Exercise directions
Extract each record and reproduce it exactly.

Natural language region descriptions:
= Beginning of Section =

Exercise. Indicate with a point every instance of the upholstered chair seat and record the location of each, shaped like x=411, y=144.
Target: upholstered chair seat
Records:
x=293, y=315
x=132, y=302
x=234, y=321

= End of Section =

Written response
Exercise. Indicate with a point every instance of the upholstered chair seat and record the location of each, shaped like x=411, y=144.
Target: upholstered chair seat
Records:
x=293, y=315
x=132, y=302
x=234, y=321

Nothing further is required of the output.